A venda dessas empresas é um insulto ao Brasil. Insulto tão grande quanto a privatização em curso da Petrobras e a privatização pretendida da Eletrobras. Faz parte do desmonte do Estado para alimentar o apetite feroz que o ministro Paulo Guedes despertou no capital financeiro internacional quando disse, em Dallas, EUA, que “colocaria tudo à venda”no Brasil. Duvido que haja um único cidadão brasileiro consciente que aceitaria sem reclamar a venda de seus dados do Imposto de Renda ou da Previdência para terceiros. Entretanto, dentro do corpo pouco conhecido do Serpro e da Dataprev, ela se torna possível sem oposição pública.

É dever do governo e da sociedade reconhecer a condição vulnerável da quase totalidade dos aposentados e pensionistas. Assim, tem que ser vedada a transmissão de dados pessoais dos beneficiários do INSS a terceiros, como informações de benefícios, contatos, informações trabalhistas e financeiras. A vedação inclui cessão dos dados a qualquer pessoa física ou jurídica, diretamente ou por meio de outra pessoa física ou jurídica, e se estende a ações de marketing bancário ou de outra natureza, oferta comercial, propostas de venda, publicidade direcionada a beneficiário específico, ou qualquer tipo de atividade tendente a convencer beneficiário do INSS a celebrar contratos e ser capturado como clientela.

O que fazer:
1/ Segundo o trecho da página, a transmissão de certos dados pessoais dos beneficiários do INSS a terceiros tem que ser vedada. Liste todos esses tipos de dados.
2/ Responda com base no trecho da página:
(a) Em que cidade o ministro Paulo Guedes disse que "colocaria tudo à venda"?
(b) A que duas privatizações a venda dessas empresas é comparada?
(c) Que condição da quase totalidade dos aposentados e pensionistas governo e sociedade têm o dever de reconhecer?
O material não tem nenhuma relação com esta atividade.

Informações extraídas:
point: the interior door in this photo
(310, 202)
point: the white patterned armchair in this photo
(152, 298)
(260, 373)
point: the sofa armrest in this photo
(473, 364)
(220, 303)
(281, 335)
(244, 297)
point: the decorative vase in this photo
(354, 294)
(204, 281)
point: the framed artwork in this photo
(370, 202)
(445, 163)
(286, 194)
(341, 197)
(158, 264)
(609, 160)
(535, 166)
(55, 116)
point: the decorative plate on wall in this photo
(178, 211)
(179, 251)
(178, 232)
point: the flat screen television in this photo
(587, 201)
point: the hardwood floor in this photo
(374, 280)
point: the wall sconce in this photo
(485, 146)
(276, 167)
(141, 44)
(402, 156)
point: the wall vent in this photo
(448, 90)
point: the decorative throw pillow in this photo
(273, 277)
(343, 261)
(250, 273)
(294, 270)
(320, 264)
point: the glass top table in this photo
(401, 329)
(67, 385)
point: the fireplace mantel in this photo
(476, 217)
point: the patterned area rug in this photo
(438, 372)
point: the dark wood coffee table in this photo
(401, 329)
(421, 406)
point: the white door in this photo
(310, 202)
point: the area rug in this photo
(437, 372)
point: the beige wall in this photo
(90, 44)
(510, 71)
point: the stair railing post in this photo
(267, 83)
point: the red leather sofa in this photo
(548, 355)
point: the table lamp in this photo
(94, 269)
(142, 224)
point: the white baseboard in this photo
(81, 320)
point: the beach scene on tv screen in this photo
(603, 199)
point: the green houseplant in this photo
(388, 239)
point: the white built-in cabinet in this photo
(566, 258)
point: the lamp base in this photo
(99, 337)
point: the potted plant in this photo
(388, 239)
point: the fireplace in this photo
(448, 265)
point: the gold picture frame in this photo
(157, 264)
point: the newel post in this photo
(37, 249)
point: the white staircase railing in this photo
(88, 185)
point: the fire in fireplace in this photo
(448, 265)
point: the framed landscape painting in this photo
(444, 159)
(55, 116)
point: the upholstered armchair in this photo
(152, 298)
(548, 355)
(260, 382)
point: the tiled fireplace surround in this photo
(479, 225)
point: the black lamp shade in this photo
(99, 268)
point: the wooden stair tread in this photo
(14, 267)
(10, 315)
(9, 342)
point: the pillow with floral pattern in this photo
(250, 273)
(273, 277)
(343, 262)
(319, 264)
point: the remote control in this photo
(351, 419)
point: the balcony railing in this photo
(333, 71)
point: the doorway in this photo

Respostas:
1/
- Informações de benefícios
- Contatos
- Informações trabalhistas
- Informações financeiras

2/
(a) Em Dallas, nos EUA.
(b) À privatização em curso da Petrobras e à privatização pretendida da Eletrobras.
(c) A condição vulnerável.